→ **YOUR ASSIGNMENT**:
Extract all of the data and reproduce it precisely.

→ **DATA SUPPLIED**:
>>>>
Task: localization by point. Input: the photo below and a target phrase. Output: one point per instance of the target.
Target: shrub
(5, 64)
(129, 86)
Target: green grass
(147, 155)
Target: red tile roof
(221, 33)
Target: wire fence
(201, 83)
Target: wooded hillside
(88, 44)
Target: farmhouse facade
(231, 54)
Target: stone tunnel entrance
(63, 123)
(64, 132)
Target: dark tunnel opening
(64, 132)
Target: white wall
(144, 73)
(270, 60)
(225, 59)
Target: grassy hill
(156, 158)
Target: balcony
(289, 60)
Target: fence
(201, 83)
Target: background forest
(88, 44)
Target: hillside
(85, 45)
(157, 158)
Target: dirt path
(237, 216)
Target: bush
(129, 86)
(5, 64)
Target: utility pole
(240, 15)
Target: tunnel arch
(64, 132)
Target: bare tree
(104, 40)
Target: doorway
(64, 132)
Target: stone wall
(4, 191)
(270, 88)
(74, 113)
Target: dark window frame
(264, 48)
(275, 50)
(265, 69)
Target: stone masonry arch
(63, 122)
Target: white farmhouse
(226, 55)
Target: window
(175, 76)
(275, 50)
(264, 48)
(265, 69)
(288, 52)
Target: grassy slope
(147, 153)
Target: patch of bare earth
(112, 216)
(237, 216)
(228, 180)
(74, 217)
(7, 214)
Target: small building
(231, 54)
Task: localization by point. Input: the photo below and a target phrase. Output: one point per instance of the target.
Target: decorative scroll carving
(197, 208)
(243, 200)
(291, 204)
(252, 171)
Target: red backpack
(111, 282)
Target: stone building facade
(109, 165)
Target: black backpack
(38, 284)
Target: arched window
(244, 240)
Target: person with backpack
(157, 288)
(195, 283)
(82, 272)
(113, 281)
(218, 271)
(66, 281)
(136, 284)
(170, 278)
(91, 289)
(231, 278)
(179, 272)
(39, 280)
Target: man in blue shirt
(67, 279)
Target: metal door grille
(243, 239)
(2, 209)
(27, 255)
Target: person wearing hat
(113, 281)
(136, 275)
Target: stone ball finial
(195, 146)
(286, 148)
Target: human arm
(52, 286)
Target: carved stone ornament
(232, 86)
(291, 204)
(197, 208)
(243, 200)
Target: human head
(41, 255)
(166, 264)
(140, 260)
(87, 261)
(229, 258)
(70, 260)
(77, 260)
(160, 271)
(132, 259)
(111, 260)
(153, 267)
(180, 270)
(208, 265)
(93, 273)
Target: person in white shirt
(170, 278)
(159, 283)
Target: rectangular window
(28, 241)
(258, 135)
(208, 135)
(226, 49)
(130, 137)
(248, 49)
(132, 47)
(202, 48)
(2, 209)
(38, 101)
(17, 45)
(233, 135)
<<<<
→ **ANSWER**:
Task: localization by point. Input: the photo below and a target phrase. Output: one point per instance of the target.
Target: shrub
(5, 64)
(129, 86)
Target: green grass
(147, 155)
Target: red tile roof
(221, 33)
Target: wire fence
(201, 83)
Target: wooded hillside
(88, 44)
Target: farmhouse facade
(231, 54)
Target: stone tunnel entrance
(63, 123)
(64, 132)
Target: dark tunnel opening
(64, 132)
Target: white wall
(144, 73)
(270, 60)
(225, 59)
Target: grassy hill
(156, 158)
Target: balcony
(289, 60)
Target: fence
(201, 83)
Target: background forest
(88, 44)
Target: hillside
(85, 45)
(157, 158)
Target: dirt path
(237, 216)
Target: bush
(129, 86)
(5, 64)
Target: utility pole
(240, 15)
Target: tunnel arch
(64, 132)
Target: bare tree
(104, 40)
Target: doorway
(64, 132)
Target: stone wall
(4, 191)
(270, 88)
(74, 113)
Target: dark window frame
(264, 48)
(275, 50)
(265, 69)
Target: stone masonry arch
(63, 122)
Target: white farmhouse
(226, 55)
Target: window
(175, 76)
(275, 50)
(264, 48)
(265, 69)
(288, 52)
Target: grassy slope
(147, 153)
Target: patch of bare earth
(112, 216)
(237, 216)
(228, 180)
(74, 217)
(7, 214)
Target: small building
(231, 54)
Task: localization by point. Input: the photo below and a target phrase. Output: one point per instance of the target.
Target: decorative scroll carving
(197, 208)
(243, 200)
(291, 204)
(252, 171)
Target: red backpack
(111, 282)
Target: stone building facade
(109, 165)
Target: black backpack
(38, 284)
Target: arched window
(244, 240)
Target: person with backpack
(157, 288)
(195, 283)
(82, 272)
(113, 281)
(218, 271)
(66, 281)
(136, 284)
(170, 278)
(91, 289)
(231, 278)
(179, 272)
(39, 280)
Target: man in blue shirt
(67, 279)
Target: metal door grille
(243, 239)
(2, 209)
(27, 255)
Target: person wearing hat
(113, 281)
(136, 275)
Target: stone ball finial
(195, 146)
(286, 148)
Target: human arm
(52, 286)
Target: carved stone ornament
(232, 86)
(291, 204)
(197, 208)
(243, 200)
Target: human head
(41, 255)
(166, 264)
(140, 260)
(87, 261)
(229, 258)
(70, 260)
(77, 260)
(160, 271)
(132, 259)
(111, 260)
(153, 267)
(180, 270)
(208, 265)
(93, 273)
Target: person in white shirt
(170, 278)
(159, 283)
Target: rectangular window
(28, 241)
(258, 135)
(208, 135)
(226, 49)
(130, 137)
(248, 49)
(132, 47)
(202, 48)
(2, 209)
(38, 101)
(17, 45)
(233, 135)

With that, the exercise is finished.